The U.S. Securities and Exchange Commission may include large brokers and dark pools in a planned rule aimed at ensuring that regulated securities markets have adequate technology systems, an SEC official said.
The SEC is working to turn policies on how exchanges manage their automated systems into regulations in the wake of a $440 million Knight Capital Group Inc. (KCG) trading loss triggered by a software malfunction last month.
The commission’s so-called automation review policy program was established after the 1987 market crash to ensure exchanges and clearing agencies have the capacity to handle sudden surges in trading. The initiative evolved to encompass the security of automated systems and make sure the technology wouldn’t fail during or after a crisis, according to David Shillman, associate director in the SEC’s division of trading and markets.
The aim now is “to codify that, to make the standards clearer, perhaps expand them a bit,” Shillman said yesterday at a conference in New York sponsored by the Futures Industry Association and Options Industry Council. Minimum standards for automated systems, which currently cover exchanges and clearinghouses, “could be applied to other market participants” including brokers and dark pools, he said.
SEC Chairman Mary Schapiro said on Aug. 3, two days after the Knight error, that she had asked her staff to hasten work on the rule. Knight’s loss, which drove the company to the brink of bankruptcy before it shored up its finances by selling shares to a consortium of investors, was the latest damage to confidence in a market infrastructure following this year’s botched initial public offerings of Facebook Inc. and Bats Global Markets Inc.
Shillman said he expects the automation review policy, or ARP, program to be discussed during a roundtable meeting about technology the SEC is holding in Washington on Oct. 2. That dialogue will focus on the “ways in which technology can be used to prevent errors” and address mistakes when they occur, he said.
While the SEC’s focus in the ARP program has been on trading systems, that’s likely to broaden following the recent technology mishaps, Shillman said.
“We recognize that other technologies are important to the markets as well, including market data provision, routing services, issuer services and the like,” Shillman said. “The main goal of the initiative is to see whether objective industry-wide standards can be devised that are appropriate for the securities industry and to have an enforceable rule to buttress that,” he said.

--*--

[What to do] Copy out the article on the SEC technology rule, starting at "SEC Chairman Mary" and ending at "Global Markets Inc.", and rename "consortium" to "group". Rely only on the article on the SEC technology rule.

[Data section]
--*--

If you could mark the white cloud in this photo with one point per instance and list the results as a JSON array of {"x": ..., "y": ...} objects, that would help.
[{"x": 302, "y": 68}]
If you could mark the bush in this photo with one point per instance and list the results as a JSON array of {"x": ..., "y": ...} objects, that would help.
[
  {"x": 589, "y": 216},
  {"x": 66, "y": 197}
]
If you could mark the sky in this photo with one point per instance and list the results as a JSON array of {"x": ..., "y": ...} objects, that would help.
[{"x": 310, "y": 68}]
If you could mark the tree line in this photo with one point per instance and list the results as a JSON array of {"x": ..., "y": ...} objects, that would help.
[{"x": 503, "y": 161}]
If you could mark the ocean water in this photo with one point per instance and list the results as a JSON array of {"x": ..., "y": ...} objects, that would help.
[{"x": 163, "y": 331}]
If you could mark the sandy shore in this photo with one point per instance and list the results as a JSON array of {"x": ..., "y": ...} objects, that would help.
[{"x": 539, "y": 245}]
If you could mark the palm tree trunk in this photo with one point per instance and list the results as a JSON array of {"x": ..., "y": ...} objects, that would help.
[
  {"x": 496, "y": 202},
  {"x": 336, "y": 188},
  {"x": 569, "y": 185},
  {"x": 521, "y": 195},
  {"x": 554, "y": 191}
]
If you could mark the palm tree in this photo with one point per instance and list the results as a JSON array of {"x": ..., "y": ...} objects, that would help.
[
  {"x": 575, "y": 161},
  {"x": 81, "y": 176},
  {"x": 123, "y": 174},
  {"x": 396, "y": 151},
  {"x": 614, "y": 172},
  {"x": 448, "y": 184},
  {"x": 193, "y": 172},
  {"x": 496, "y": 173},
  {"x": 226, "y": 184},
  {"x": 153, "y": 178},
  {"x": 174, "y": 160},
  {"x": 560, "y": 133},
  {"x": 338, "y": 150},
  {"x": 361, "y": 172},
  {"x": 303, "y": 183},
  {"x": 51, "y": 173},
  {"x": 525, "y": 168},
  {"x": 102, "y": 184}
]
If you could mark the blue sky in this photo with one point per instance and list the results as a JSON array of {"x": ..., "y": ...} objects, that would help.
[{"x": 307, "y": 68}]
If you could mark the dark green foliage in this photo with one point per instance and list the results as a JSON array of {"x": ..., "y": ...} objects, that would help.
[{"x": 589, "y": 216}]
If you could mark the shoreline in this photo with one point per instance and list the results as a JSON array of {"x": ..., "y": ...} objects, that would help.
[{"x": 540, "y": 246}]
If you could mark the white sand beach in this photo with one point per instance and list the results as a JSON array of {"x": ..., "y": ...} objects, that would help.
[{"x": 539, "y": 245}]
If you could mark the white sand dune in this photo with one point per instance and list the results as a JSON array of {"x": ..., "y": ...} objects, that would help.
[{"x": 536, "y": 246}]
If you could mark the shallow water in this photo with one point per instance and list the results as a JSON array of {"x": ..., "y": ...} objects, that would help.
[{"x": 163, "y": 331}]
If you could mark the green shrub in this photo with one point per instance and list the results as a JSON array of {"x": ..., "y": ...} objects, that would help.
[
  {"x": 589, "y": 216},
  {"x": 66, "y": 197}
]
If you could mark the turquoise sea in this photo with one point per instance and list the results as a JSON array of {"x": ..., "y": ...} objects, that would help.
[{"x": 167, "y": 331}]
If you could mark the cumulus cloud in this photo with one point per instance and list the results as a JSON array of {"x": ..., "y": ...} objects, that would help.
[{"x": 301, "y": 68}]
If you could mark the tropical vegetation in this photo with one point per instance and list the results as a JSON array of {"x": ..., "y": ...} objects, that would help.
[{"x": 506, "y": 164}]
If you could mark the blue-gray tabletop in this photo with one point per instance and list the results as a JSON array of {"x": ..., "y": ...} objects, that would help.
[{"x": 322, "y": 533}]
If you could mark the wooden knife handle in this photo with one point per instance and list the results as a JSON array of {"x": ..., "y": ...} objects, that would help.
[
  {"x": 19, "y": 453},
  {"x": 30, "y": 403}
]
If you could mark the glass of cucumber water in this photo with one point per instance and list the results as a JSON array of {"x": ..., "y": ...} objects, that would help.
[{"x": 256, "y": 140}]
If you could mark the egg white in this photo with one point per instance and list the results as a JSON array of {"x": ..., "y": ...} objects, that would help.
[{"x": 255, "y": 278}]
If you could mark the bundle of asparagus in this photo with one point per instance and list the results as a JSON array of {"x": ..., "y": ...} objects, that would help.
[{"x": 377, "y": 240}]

--*--

[Result]
SEC Chairman Mary Schapiro said on Aug. 3, two days after the Knight error, that she had asked her staff to hasten work on the rule. Knight’s loss, which drove the company to the brink of bankruptcy before it shored up its finances by selling shares to a group of investors, was the latest damage to confidence in a market infrastructure following this year’s botched initial public offerings of Facebook Inc. and Bats Global Markets Inc.